Extrait:
Devant les enquêteurs, les avocats de Badara Gadiaga saluent un client droit dans ses bottes, constant dans son discours et courageux pour réitérer ses propos et confirmer qu’il base ses dires sur un jugement rendu. Si donner son avis en s’inspirant d’une réalité vécue par tous donne des billets pour la prison, la Vision Sénégal 2050 peut faire de l’édification de maisons d’arrêt et de correction l’un de ses chantiers. Leurs geôles risquent d’être surpeuplées. La marée humaine ayant accompagné Badara Gadiaga à son audition et l’élan de sympathie de toute la classe politique, la Société civile, une partie des médias et les citoyens lambda, en disent long sur un esprit sénégalais où tous tiennent à leurs libertés.

Données présentées:
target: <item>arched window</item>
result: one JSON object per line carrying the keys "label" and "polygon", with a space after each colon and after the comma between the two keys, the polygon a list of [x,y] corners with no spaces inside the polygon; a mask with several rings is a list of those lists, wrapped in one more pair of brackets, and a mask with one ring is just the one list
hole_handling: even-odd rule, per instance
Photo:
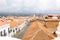
{"label": "arched window", "polygon": [[4,30],[4,36],[6,36],[6,30]]}

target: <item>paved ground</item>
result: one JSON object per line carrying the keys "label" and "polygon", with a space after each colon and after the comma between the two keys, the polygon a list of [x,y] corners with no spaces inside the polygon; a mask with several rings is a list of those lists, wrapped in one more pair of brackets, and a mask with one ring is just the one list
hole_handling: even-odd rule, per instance
{"label": "paved ground", "polygon": [[[40,26],[43,29],[42,25]],[[51,34],[51,32],[48,31],[48,29],[46,31],[44,30],[46,29],[41,30],[39,28],[37,21],[32,22],[28,27],[27,31],[25,32],[22,40],[52,40],[52,37],[54,37],[53,34]]]}

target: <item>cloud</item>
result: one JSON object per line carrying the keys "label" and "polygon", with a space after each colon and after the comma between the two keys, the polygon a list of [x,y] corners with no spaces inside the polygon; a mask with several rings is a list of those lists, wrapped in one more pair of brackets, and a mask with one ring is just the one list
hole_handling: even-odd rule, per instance
{"label": "cloud", "polygon": [[0,12],[60,10],[60,0],[0,0]]}

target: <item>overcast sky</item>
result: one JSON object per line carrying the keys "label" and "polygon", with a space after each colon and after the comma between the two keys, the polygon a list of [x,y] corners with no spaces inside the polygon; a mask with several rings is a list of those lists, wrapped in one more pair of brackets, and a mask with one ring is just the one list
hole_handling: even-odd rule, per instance
{"label": "overcast sky", "polygon": [[60,13],[60,0],[0,0],[0,12]]}

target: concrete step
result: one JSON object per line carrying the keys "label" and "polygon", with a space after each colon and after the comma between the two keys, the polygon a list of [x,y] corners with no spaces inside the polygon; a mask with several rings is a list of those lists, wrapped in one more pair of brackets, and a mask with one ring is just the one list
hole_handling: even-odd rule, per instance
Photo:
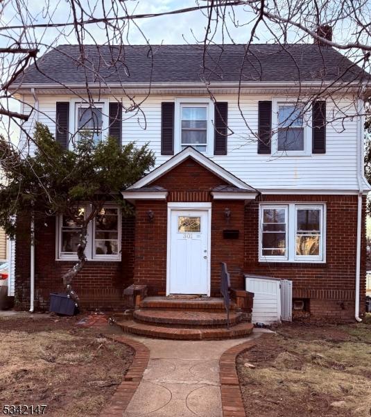
{"label": "concrete step", "polygon": [[[230,313],[230,325],[236,325],[241,314],[236,312]],[[135,321],[155,323],[159,326],[181,327],[224,327],[227,325],[227,313],[209,311],[174,311],[172,310],[150,310],[144,309],[134,311]]]}
{"label": "concrete step", "polygon": [[245,337],[252,332],[251,323],[241,322],[230,329],[162,327],[132,320],[118,322],[125,333],[148,337],[176,340],[221,340]]}

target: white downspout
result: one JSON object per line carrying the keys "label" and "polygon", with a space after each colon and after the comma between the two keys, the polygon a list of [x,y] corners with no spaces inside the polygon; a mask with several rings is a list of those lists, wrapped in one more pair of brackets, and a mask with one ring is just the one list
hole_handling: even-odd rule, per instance
{"label": "white downspout", "polygon": [[[35,101],[35,110],[36,112],[36,121],[39,119],[39,99],[35,88],[31,88],[31,93]],[[35,310],[35,218],[33,212],[31,213],[31,245],[30,245],[30,313]]]}
{"label": "white downspout", "polygon": [[35,218],[31,214],[31,270],[30,270],[30,313],[35,309]]}
{"label": "white downspout", "polygon": [[357,209],[357,240],[356,256],[356,293],[354,316],[357,322],[361,322],[359,317],[359,298],[361,290],[361,247],[362,237],[362,195],[363,193],[363,120],[362,117],[363,103],[359,99],[357,102],[357,180],[358,180],[358,209]]}

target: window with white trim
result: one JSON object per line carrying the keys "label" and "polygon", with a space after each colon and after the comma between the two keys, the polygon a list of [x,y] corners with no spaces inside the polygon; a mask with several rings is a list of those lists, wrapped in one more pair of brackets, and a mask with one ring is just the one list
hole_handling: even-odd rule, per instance
{"label": "window with white trim", "polygon": [[304,151],[302,109],[295,104],[278,104],[277,150]]}
{"label": "window with white trim", "polygon": [[311,111],[304,104],[273,100],[272,153],[280,156],[311,154]]}
{"label": "window with white trim", "polygon": [[[81,216],[88,215],[89,204],[79,208]],[[89,260],[121,259],[121,216],[120,209],[106,205],[87,227],[85,256]],[[76,259],[80,227],[68,216],[60,215],[57,222],[57,259]]]}
{"label": "window with white trim", "polygon": [[175,99],[175,144],[212,154],[214,150],[214,103],[210,99]]}
{"label": "window with white trim", "polygon": [[324,204],[261,204],[259,261],[323,262]]}
{"label": "window with white trim", "polygon": [[76,127],[80,136],[92,137],[95,143],[102,140],[103,127],[103,104],[94,106],[87,103],[76,104]]}

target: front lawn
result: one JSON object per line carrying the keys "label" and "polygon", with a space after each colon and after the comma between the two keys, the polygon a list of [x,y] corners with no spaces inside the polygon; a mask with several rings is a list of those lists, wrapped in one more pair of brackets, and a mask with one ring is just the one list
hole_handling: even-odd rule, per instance
{"label": "front lawn", "polygon": [[370,319],[338,326],[285,324],[257,339],[237,359],[246,416],[370,416]]}
{"label": "front lawn", "polygon": [[49,417],[99,415],[133,352],[76,323],[48,314],[0,318],[1,415],[10,404],[46,404]]}

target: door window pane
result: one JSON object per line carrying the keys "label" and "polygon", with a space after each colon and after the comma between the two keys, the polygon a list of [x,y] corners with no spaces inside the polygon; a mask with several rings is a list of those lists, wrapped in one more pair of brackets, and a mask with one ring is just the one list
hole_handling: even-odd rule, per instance
{"label": "door window pane", "polygon": [[295,105],[278,106],[277,149],[304,151],[302,109]]}
{"label": "door window pane", "polygon": [[179,233],[200,233],[201,231],[201,218],[180,215],[178,218]]}
{"label": "door window pane", "polygon": [[192,146],[200,152],[206,152],[207,143],[207,106],[182,106],[181,146]]}
{"label": "door window pane", "polygon": [[286,254],[286,208],[263,209],[261,250],[264,256],[284,256]]}
{"label": "door window pane", "polygon": [[321,210],[296,211],[295,247],[297,256],[318,256],[321,239]]}
{"label": "door window pane", "polygon": [[94,255],[119,254],[119,209],[103,208],[95,219]]}

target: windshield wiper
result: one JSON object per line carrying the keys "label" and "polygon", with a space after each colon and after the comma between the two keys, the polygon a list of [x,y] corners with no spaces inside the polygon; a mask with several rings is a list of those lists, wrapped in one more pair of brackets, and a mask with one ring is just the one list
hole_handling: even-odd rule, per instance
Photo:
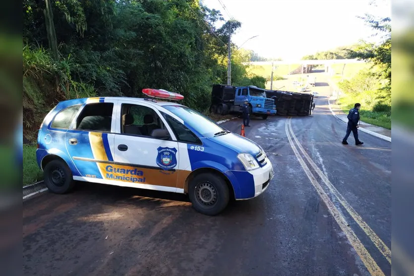
{"label": "windshield wiper", "polygon": [[219,131],[217,133],[214,133],[214,136],[217,135],[224,135],[224,134],[227,134],[227,133],[230,133],[231,131],[229,131],[228,130],[222,130],[221,131]]}

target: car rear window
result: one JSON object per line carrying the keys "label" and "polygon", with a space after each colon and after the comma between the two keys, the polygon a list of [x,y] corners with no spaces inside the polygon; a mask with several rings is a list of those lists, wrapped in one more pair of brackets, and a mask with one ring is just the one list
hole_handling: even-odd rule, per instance
{"label": "car rear window", "polygon": [[52,122],[52,127],[63,129],[69,128],[80,106],[80,105],[77,105],[69,107],[58,113]]}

Consigne: Pouvez-vous transcrire mot pour mot le passage de l'extrait qui va de « Devant les enquêteurs, les » jusqu'à « à leurs libertés. » inclus ? Les éléments ci-dessus n'ont aucun rapport avec l'extrait.

Réponse:
Devant les enquêteurs, les avocats de Badara Gadiaga saluent un client droit dans ses bottes, constant dans son discours et courageux pour réitérer ses propos et confirmer qu’il base ses dires sur un jugement rendu. Si donner son avis en s’inspirant d’une réalité vécue par tous donne des billets pour la prison, la Vision Sénégal 2050 peut faire de l’édification de maisons d’arrêt et de correction l’un de ses chantiers. Leurs geôles risquent d’être surpeuplées. La marée humaine ayant accompagné Badara Gadiaga à son audition et l’élan de sympathie de toute la classe politique, la Société civile, une partie des médias et les citoyens lambda, en disent long sur un esprit sénégalais où tous tiennent à leurs libertés.